++++ RECORDS SHOWN

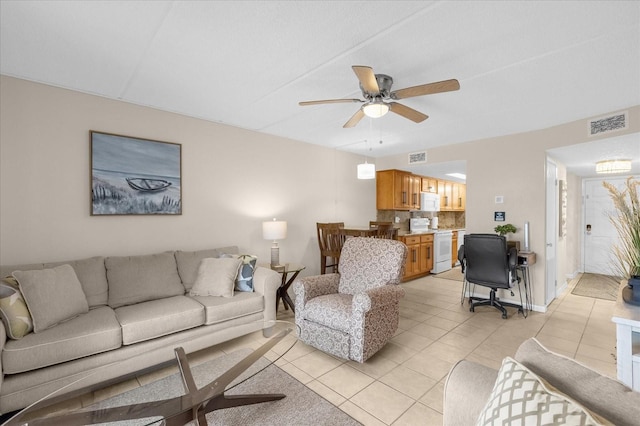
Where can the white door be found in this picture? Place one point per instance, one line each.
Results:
(599, 234)
(551, 233)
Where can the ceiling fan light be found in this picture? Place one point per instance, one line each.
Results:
(613, 166)
(366, 171)
(375, 109)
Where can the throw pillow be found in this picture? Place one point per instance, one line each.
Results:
(521, 397)
(244, 280)
(13, 310)
(52, 295)
(216, 277)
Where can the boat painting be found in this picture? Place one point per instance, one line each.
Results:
(132, 176)
(148, 185)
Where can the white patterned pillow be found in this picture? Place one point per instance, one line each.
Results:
(13, 309)
(216, 277)
(244, 280)
(519, 397)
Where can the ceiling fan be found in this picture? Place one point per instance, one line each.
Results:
(376, 90)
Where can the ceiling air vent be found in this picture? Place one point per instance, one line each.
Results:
(418, 157)
(619, 121)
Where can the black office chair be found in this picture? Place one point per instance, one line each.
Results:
(486, 261)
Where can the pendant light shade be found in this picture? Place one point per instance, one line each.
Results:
(613, 166)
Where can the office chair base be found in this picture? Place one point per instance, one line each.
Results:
(493, 301)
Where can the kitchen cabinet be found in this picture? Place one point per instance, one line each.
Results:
(454, 248)
(397, 190)
(429, 184)
(453, 195)
(419, 256)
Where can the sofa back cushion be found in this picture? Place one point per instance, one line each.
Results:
(603, 395)
(90, 272)
(189, 262)
(135, 279)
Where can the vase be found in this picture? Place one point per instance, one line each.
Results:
(631, 293)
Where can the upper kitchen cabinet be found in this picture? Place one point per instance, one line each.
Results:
(397, 190)
(453, 195)
(429, 184)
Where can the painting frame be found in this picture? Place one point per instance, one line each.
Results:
(134, 176)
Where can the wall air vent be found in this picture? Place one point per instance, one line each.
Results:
(613, 123)
(418, 157)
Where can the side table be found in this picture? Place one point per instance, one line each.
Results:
(285, 270)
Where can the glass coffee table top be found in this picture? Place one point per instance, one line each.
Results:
(175, 399)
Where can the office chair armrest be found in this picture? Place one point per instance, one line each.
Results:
(307, 288)
(376, 297)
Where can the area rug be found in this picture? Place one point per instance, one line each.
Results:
(597, 286)
(301, 406)
(451, 274)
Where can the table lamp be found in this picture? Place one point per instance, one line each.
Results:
(274, 230)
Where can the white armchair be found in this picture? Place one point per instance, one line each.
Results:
(353, 313)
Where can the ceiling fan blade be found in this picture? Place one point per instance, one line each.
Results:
(329, 101)
(427, 89)
(406, 112)
(355, 119)
(367, 79)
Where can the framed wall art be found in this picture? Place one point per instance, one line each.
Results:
(133, 176)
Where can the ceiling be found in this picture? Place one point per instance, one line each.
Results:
(522, 65)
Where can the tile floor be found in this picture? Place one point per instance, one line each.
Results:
(403, 383)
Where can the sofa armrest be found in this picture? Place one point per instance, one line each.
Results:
(466, 391)
(376, 297)
(307, 288)
(266, 282)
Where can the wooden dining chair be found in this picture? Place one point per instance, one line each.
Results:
(330, 240)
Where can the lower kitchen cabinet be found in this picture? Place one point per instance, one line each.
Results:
(419, 256)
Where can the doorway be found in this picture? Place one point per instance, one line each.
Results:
(551, 232)
(599, 234)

++++++++

◆ THE PROBLEM ◆
All lines of the listing holding the string "painting" must be returned, copied as they stand.

◆ ANSWER TO THIS TASK ◆
Where can the boat painting be found in this picture? Place one point per instance, one line each.
Where can the painting frame be found in this picture? Place one point per instance, one line each.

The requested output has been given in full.